Quando questa dinamica si esaspera e si protrae nel tempo, può degenerare in ciò che la letteratura scientifica indica come mobbing. Dall’inglese to mob (“assalire, attaccare, vessare”), con questo termine si indicano tutte quelle forme di vessazione protratte nel tempo che hanno come scopo l’allontanamento della vittima dal proprio contesto lavorativo.

 

Differentemente da quanto accade con un capro espiatorio, l’azione persecutoria del mobber è sempre consapevole e volontaria. Inoltre, se il primo caso, seppur in modo completamente distorto, ricerca una modalità di difesa del gruppo, l’azione di mobbing sottende sempre la volontà di danneggiare la vittima con lo scopo finale di eliminarla da quell’ambiente.

 

Non sempre è facile riconoscere queste forme discriminatorie: bisognerebbe, infatti, avere informazioni dettagliate del contesto lavorativo, del clima organizzativo, del livello professionale e culturale degli attori coinvolti e dello scopo con cui tali azioni sono state messe in atto. Inoltre, la violenza psicologica può assumere diverse forme, quali:

  • Azioni palesi e violente come aggressioni verbali o fisiche
  • Azioni silenziose e subdole come la graduale esclusione della vittima dal gruppo o l’assegnazione di compiti superiori alle capacità con la speranza che la vittima sbagli
  • Azioni disciplinari come richiami formali ingiustificati
  • Azioni logistiche come il trasferimento della vittima in un’altra sede o il suo demansionamento, senza che queste decisioni siano dettate da reali necessità organizzative

 

La realizzazione di atti e comportamenti discriminatori protratti nel tempo può avere conseguenze devastanti non solo sulla persona perseguitata, ma anche sull’intera organizzazione.

----------------

▶ _Consegna_
Secondo l'estratto sul mobbing, perché non è sempre facile riconoscere queste forme discriminatorie? Rispondi in una, due o tre frasi.

----------------

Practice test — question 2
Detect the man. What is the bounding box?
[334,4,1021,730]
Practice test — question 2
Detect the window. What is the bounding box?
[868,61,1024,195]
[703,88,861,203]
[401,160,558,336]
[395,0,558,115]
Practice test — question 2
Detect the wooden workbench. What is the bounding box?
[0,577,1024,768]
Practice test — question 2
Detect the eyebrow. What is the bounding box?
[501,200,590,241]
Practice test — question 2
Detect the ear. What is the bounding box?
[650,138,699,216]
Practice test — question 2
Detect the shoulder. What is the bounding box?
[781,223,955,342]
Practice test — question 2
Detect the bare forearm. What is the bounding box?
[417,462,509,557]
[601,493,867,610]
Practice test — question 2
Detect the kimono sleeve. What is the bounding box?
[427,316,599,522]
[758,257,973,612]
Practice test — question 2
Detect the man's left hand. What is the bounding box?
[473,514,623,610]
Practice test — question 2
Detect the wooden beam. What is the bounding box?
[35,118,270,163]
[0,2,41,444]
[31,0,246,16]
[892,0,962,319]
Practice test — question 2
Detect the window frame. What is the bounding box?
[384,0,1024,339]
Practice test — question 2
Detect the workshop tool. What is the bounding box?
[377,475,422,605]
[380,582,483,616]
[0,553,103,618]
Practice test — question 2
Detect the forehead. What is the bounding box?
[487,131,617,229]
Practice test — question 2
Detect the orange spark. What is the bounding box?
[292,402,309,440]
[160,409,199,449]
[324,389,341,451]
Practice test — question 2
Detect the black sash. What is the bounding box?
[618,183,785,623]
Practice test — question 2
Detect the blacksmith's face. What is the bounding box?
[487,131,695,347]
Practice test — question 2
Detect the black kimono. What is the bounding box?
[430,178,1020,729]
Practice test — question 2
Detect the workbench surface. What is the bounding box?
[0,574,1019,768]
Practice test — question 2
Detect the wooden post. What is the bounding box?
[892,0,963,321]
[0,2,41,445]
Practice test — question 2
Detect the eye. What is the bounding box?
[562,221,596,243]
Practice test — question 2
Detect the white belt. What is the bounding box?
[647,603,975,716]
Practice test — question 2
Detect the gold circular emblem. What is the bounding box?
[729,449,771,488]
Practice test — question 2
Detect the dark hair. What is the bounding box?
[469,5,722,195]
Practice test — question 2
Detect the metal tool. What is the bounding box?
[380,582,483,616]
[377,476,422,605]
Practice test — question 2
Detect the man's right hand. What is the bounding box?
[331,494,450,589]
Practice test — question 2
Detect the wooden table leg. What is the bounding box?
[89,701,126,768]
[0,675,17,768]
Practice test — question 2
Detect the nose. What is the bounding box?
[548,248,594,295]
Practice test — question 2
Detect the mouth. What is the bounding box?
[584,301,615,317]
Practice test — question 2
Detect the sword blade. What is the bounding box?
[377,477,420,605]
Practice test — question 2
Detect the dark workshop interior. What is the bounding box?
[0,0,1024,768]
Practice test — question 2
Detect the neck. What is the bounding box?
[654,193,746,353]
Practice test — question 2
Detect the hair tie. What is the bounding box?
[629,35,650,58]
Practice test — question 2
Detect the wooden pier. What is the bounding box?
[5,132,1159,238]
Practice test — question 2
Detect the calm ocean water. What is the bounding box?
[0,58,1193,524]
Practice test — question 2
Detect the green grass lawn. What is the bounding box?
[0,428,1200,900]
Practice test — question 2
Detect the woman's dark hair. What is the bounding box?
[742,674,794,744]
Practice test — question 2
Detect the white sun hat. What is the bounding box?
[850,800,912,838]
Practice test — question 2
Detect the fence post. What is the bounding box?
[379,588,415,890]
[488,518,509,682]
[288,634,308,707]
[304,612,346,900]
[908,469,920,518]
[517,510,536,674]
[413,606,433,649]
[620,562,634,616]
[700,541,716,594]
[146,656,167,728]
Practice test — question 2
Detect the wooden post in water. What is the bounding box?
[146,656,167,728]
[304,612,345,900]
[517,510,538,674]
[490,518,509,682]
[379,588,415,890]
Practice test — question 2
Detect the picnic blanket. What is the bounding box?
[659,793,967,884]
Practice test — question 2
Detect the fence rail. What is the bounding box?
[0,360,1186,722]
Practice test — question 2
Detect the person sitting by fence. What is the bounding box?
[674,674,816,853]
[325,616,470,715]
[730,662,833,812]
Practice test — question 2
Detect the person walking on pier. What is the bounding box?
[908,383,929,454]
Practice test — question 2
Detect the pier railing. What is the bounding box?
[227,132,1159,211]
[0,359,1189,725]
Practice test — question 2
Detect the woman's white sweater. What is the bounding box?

----------------

▶ _Risposta scritta_
Perché servirebbero informazioni dettagliate sul contesto lavorativo, sul clima organizzativo, sul livello professionale e culturale degli attori coinvolti e sullo scopo con cui quelle azioni sono state messe in atto. Inoltre la violenza psicologica può assumere forme diverse: azioni palesi e violente, silenziose e subdole, disciplinari o logistiche.